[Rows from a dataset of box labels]
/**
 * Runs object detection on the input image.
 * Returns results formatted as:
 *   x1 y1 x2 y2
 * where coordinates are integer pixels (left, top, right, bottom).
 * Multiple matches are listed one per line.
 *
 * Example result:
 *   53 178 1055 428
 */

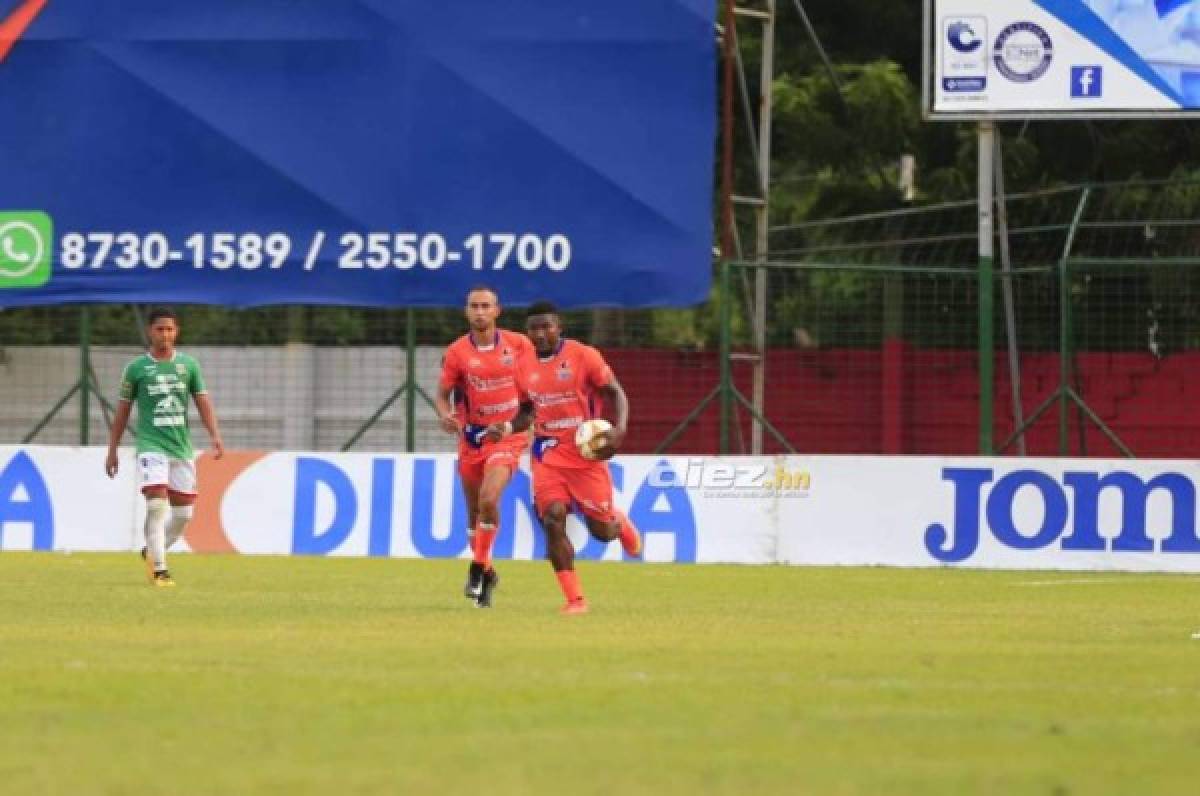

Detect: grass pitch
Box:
0 552 1200 796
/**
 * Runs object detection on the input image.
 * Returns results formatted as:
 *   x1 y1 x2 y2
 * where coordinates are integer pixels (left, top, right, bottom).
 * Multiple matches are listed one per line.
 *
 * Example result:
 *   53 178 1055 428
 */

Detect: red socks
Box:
470 522 499 569
554 569 583 603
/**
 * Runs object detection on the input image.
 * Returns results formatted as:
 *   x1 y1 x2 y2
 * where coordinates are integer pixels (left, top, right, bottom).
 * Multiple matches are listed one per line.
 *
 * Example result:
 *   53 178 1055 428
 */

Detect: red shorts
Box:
458 433 529 484
533 459 617 522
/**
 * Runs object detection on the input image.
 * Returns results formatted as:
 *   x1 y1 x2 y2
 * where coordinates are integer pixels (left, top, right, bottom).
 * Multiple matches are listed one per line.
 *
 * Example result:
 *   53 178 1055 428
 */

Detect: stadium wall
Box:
0 445 1200 573
0 341 1200 459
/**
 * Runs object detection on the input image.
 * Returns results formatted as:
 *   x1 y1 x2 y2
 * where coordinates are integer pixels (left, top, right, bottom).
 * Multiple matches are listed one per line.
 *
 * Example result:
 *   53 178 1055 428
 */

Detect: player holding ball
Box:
488 301 642 614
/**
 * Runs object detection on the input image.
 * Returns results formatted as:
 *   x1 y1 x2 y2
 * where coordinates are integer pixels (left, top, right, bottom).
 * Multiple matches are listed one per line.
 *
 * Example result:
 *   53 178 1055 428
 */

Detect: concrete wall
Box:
0 343 455 451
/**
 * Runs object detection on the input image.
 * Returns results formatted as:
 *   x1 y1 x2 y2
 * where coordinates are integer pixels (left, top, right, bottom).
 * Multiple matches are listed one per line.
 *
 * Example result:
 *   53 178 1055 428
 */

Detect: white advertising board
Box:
0 445 1200 571
924 0 1200 119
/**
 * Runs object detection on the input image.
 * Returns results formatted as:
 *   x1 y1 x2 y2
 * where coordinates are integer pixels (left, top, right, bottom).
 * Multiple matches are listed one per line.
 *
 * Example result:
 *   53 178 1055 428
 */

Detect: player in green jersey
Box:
104 310 224 586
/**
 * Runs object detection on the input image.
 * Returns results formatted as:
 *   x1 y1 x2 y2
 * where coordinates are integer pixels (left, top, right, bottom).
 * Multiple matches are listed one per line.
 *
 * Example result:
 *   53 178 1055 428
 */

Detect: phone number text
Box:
59 231 571 271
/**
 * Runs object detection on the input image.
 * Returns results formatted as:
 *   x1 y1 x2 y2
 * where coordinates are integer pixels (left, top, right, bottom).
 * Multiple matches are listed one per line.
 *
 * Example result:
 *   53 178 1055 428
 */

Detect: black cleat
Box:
475 569 500 608
462 561 484 600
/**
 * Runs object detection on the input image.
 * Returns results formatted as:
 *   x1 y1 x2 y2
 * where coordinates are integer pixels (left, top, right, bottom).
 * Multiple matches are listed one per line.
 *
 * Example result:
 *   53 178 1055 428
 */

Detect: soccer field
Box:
0 552 1200 795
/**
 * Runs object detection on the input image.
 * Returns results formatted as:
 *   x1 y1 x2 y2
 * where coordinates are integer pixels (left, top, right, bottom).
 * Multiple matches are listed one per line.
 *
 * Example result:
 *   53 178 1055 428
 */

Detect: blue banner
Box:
0 0 716 306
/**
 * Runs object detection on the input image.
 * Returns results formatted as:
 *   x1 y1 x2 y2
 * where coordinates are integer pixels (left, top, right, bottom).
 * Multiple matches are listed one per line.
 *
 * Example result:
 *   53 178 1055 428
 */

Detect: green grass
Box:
0 552 1200 796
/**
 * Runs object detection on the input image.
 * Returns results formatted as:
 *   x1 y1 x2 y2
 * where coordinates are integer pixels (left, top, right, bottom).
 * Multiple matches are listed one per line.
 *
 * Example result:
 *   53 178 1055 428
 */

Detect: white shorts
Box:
138 453 196 495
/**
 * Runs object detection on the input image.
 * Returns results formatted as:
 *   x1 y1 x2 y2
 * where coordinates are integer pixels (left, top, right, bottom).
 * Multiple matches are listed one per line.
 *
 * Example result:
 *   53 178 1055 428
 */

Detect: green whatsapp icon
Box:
0 210 54 291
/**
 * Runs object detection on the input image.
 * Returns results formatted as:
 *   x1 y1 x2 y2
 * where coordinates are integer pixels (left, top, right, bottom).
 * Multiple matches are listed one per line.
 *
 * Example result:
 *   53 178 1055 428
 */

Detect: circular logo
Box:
0 221 46 279
991 22 1054 83
946 20 983 53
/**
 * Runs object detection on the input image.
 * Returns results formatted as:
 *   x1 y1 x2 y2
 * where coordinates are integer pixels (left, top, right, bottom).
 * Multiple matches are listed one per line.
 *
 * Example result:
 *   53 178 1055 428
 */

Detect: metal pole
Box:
720 259 733 454
404 307 416 453
995 130 1025 456
79 304 91 445
1058 188 1092 456
721 0 737 259
750 0 777 456
978 121 996 456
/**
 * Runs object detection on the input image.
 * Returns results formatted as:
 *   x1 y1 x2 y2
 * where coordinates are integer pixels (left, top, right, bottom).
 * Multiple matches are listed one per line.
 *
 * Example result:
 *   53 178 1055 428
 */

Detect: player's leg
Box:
569 462 642 557
533 462 588 614
458 451 484 600
475 450 517 608
166 459 196 550
138 453 174 586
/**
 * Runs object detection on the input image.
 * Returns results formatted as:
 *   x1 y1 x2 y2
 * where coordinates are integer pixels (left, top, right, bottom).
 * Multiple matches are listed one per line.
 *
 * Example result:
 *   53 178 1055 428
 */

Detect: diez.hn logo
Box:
1070 66 1104 100
991 22 1054 83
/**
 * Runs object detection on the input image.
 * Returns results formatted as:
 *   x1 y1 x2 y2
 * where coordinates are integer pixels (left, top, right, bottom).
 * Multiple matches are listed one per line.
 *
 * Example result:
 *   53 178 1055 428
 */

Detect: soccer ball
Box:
575 418 612 460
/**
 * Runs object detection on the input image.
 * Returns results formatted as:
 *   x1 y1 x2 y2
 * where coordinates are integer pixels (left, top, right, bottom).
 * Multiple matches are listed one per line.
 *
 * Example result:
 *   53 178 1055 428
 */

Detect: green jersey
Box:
121 351 208 460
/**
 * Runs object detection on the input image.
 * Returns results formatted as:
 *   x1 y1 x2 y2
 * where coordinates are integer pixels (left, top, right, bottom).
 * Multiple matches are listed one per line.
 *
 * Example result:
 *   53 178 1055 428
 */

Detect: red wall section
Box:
605 341 1200 457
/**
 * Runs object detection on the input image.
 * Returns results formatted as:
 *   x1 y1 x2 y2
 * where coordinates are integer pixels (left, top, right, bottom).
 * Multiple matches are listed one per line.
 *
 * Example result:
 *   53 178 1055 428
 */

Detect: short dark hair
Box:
146 307 179 327
463 282 500 304
526 301 558 318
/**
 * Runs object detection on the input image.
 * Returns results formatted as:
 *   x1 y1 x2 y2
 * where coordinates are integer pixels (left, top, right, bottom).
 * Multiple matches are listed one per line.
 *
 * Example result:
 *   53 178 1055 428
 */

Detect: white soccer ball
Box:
575 418 612 459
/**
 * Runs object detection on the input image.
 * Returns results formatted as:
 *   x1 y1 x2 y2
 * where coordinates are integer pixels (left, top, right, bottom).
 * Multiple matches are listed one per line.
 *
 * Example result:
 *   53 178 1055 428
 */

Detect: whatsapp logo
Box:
0 210 54 291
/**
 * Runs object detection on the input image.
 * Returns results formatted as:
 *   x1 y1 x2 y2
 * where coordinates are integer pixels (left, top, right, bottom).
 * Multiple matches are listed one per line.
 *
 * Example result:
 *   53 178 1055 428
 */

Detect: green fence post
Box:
720 261 733 454
977 121 996 456
79 304 91 445
1058 187 1092 456
979 257 996 456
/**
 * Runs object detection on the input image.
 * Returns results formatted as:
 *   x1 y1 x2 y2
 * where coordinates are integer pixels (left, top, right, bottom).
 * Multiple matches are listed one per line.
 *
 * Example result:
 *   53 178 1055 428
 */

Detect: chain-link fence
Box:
7 181 1200 456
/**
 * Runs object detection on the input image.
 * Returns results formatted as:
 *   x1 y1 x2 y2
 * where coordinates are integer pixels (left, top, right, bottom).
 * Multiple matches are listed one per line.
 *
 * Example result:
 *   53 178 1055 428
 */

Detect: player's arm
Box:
104 399 133 478
187 361 224 459
487 401 533 439
433 347 462 433
192 393 224 459
594 376 629 459
433 384 461 433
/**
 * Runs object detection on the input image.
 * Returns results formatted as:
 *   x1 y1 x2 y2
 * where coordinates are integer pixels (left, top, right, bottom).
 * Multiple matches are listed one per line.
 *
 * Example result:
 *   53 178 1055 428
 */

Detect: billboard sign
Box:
924 0 1200 119
0 0 716 307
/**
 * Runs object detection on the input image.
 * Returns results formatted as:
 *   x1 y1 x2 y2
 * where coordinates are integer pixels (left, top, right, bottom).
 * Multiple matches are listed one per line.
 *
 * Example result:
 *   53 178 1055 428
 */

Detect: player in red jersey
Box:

*Exercise*
Count the lines of the entries above that contain the string "whatsapp", with case counting. Reply with the number alone.

*Result for this exercise*
2